BernasIndonesia.com - Kemarin (25/05/2018) RUU tentang Terorisme sudah disahkan dalam sidang paripurna DPR menjadi undang-undang, sebagai pengganti UNDANG-UNDANG REPUBLIK INDONESIA NOMOR 15 TAHUN 2003 TENTANG PENETAPAN PERATURAN PEMERINTAH PENGGANTI UNDANG-UNDANG NOMOR 1 TAHUN 2002 TENTANG PEMBERANTASAN TINDAK PIDANA TERORISME, MENJADI UNDANG-UNDANG.
Banyak kelemahan UU Nomor 15 Tahun 2003, karena dibuat mendesak dan berasal dari Peraturan Pemerintah Pengganti Undang-Undang untuk menghadapi kasus – kasus teroris yang cukup meningkat pada waktu itu dan berlangsung musiman sampai saat ini.
Densus 88 Polisi yang dibentuk sebagai wujud dari UU Nomor 15 Tahun 2003 bergerak cepat mencari dan menemukenali para teroris pada saat sudah terjadi ledakan bom di berbagai tempat umum. Densus 88 banyak berberak di wilayah hilir yaitu sudah terjadinya bom atau serangan bersenjata di lokasi vital dan publik area.
Langkah itu tidak cukup, pemerintah lalu membentuk badan khusus yang bernama Badan Nasional Penanggulangan Terorisme (BNPT) yang bertanggungjawab langsung pada presiden dan sehari-hari dibawah koordinasi Menko Polhukam. Sinkronisasi tugas BNPT dan Densus 88 Kepolisian, dan menempatkan Kepala BNPT jenderal Polisi dalam rangka memperkuat kesatuan komando.
Dalam perjalanannya, upaya penanganan yang sifatnya di hilir tidak efektif karena upaya tangkal tidak maksimal dilakukan sehingga jatuh dulu korban baru action. Peran intel BIN dan atau BAIS dalam skala tertentu, tidak kita dengar gaungnya untuk deteksi dini agar bom jangan sempat meledak, dan serangan teroris dapat dilumpuhkan sebelum beraksi.
Tetapi yang pasti payung hukum UU 15 Tahun 2003 Tentang Pemberantasan Teroris tidak memberikan kekuasaan pihak kepolisian bermain di tataran hulu atau pencegahan. Dengan melakukan penangkapan, penahanan dan penyadapan terhadap mereka yang “potensial” dicurigai dan berbahaya serta berpeluang melakukan gerakan teror.

**Yang Perlu Dilakukan:**
**1.** Dalam teks tentang UU Terorisme, kepada siapa BNPT bertanggung jawab langsung?
**2.** Terjemahkan ke dalam bahasa Inggris kalimat berikut dari teks tentang UU Terorisme: "Tetapi yang pasti payung hukum UU 15 Tahun 2003 Tentang Pemberantasan Teroris tidak memberikan kekuasaan pihak kepolisian bermain di tataran hulu atau pencegahan."
**3.** Kutip dari teks tentang UU Terorisme rentang yang dimulai pada kata-kata "Dalam perjalanannya, upaya" hingga kata-kata "dilumpuhkan sebelum beraksi.".

**Cuplikan Data:**
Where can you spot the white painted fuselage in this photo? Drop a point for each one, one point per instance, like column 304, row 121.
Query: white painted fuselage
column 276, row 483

**Hasil Tiap Tugas:**
**1.** BNPT bertanggung jawab langsung kepada presiden.

**2.** What is certain, however, is that the legal umbrella of Law 15 of 2003 on the Eradication of Terrorists does not give the police the authority to operate at the upstream or prevention level.

**3.**
Dalam perjalanannya, upaya penanganan yang sifatnya di hilir tidak efektif karena upaya tangkal tidak maksimal dilakukan sehingga jatuh dulu korban baru action. Peran intel BIN dan atau BAIS dalam skala tertentu, tidak kita dengar gaungnya untuk deteksi dini agar bom jangan sempat meledak, dan serangan teroris dapat dilumpuhkan sebelum beraksi.